→ About this exercise: Copy the records below exactly, omitting any pictures they contain.

Given records below:

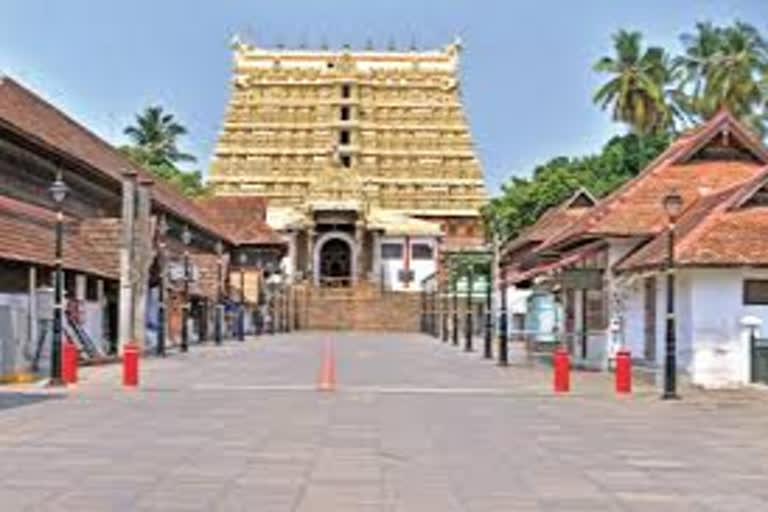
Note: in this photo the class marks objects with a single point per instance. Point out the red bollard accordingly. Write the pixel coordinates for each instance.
(131, 365)
(623, 371)
(69, 355)
(562, 364)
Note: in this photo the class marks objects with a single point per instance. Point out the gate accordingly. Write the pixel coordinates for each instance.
(759, 360)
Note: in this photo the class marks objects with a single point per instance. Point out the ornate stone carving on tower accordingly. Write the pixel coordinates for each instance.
(371, 144)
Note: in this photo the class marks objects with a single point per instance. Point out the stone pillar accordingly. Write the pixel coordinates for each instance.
(358, 252)
(102, 313)
(82, 311)
(311, 255)
(292, 254)
(32, 310)
(376, 249)
(142, 260)
(125, 315)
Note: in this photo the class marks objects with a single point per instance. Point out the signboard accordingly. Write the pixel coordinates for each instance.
(176, 271)
(582, 278)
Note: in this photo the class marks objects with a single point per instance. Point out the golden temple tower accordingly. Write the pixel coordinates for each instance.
(373, 146)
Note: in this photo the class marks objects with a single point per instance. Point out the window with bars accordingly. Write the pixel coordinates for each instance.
(391, 251)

End of Given records.

→ Your response:
Note: in this photo the class marks objects with a single point per instance. Point out the red bollard accordingly. Write the pixel coordinates for each instance.
(131, 365)
(623, 371)
(69, 355)
(562, 364)
Note: in this photo the class marks objects with a single point per instance. Point out the gate accordingly. Write the pixel coordinates for each instance.
(759, 360)
Note: in this photo the class marks objects with a single point per instance. Point out the ornate stone carving on tower accordingly. Write the pixel coordinates for each instance.
(371, 144)
Note: in this photo the class marks objects with a single point per instance. Point out the stone pillar accordingly. Write the pixel coordinates for each instance.
(358, 252)
(102, 313)
(82, 311)
(311, 255)
(292, 254)
(32, 310)
(376, 249)
(142, 260)
(125, 315)
Note: in this photo the class marks objects with a single point per instance. Point out the signboard accordingly. Write the pixel coordinates for each instance.
(176, 271)
(582, 278)
Note: in this photo the class marks objects with a single point per instance. Point out the golden temple tower accordingly. Write the pixel coordinates for each instance.
(373, 146)
Note: in this photo the class marks objects with a single point per instance. Point out the window with bars accordingly. Write the pixel coordinates for each instance.
(391, 251)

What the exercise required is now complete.